__What is being asked__: In full and unchanged, output the entries that follow.

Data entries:

◇ ◇ ◇ ◇ ◇ ◇ ◇

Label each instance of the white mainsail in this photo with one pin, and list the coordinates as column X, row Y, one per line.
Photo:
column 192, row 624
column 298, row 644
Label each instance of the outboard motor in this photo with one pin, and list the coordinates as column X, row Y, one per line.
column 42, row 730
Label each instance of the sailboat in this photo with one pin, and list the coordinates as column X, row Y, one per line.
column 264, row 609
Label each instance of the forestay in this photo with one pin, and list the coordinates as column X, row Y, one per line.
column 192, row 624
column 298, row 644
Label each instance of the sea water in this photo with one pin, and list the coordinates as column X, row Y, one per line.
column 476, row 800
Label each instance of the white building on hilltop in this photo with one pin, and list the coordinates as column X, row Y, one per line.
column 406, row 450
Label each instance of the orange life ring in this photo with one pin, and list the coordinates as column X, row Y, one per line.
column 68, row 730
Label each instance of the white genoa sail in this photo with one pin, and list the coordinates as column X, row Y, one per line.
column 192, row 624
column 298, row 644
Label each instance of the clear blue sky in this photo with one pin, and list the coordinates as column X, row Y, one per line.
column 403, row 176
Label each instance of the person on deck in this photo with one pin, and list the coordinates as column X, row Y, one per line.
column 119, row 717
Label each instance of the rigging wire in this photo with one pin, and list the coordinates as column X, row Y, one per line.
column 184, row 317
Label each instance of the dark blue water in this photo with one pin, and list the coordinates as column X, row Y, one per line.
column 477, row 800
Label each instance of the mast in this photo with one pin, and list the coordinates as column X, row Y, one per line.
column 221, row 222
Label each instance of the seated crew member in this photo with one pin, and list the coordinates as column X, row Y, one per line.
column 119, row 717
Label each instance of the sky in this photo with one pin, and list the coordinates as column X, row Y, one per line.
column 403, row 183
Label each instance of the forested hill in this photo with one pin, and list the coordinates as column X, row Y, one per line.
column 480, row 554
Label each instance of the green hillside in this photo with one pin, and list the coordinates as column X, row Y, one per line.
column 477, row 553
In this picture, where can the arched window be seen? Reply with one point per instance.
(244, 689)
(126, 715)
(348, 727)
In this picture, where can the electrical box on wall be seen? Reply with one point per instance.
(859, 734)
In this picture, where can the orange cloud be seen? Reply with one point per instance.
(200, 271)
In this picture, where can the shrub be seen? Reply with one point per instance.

◇ ◇ ◇ ◇ ◇ ◇ ◇

__Response below__:
Label each instance of the white mainsail in this photo with one pin, and list the coordinates as column X, row Y, one per line.
Photo:
column 192, row 624
column 298, row 644
Label each instance of the outboard motor in this photo with one pin, and list the coordinates as column X, row Y, one per line.
column 42, row 730
Label each instance of the sailboat in this photo with one pin, and list the coordinates as column X, row Y, one per line.
column 264, row 609
Label each instance of the forestay in this photo with one pin, and list the coordinates as column X, row Y, one per line.
column 192, row 624
column 298, row 644
Label each instance of the sea water in this photo with one pin, and list the coordinates as column X, row Y, one per line.
column 476, row 800
Label each instance of the white building on hilltop in this photo with one pin, and list the coordinates as column X, row Y, one per line.
column 406, row 450
Label each instance of the orange life ring in this photo with one pin, and list the coordinates as column X, row Y, one per line.
column 68, row 730
Label each instance of the white genoa sail in this photo with one pin, and list the coordinates as column X, row Y, one per line.
column 192, row 624
column 298, row 644
Label each instance of the clear blue sky in this photo with one pin, and list the coordinates as column X, row Y, one per line.
column 403, row 176
Label each instance of the person on deck in this photo with one pin, and list the coordinates as column X, row Y, one per line.
column 119, row 717
Label each instance of the rigging wire in this photo with one pin, and list the coordinates as column X, row Y, one per line.
column 184, row 317
Label each instance of the dark blue water in this photo with one pin, and list the coordinates as column X, row Y, one per line.
column 477, row 800
Label each instance of the mast in this photo with one pin, and list the coordinates as column X, row Y, one per line.
column 221, row 222
Label each instance of the seated crew member in this photo with one pin, and list the coordinates as column X, row Y, one per line.
column 119, row 717
Label each instance of the sky in this photo with one pin, and list the coordinates as column X, row Y, one per line.
column 403, row 183
Label each instance of the forested hill in this photo with one pin, and list the coordinates as column X, row Y, one per line.
column 480, row 554
Label each instance of the green hillside in this photo with one pin, and list the coordinates as column X, row Y, one per line.
column 477, row 553
In this picture, where can the arched window be seen? Reply with one point per instance.
(244, 689)
(126, 715)
(348, 727)
In this picture, where can the electrical box on wall be seen? Reply with one point per instance.
(859, 734)
In this picture, where can the orange cloud be seen? Reply with one point per instance.
(200, 271)
In this picture, where can the shrub be seen? Reply with one point per instance.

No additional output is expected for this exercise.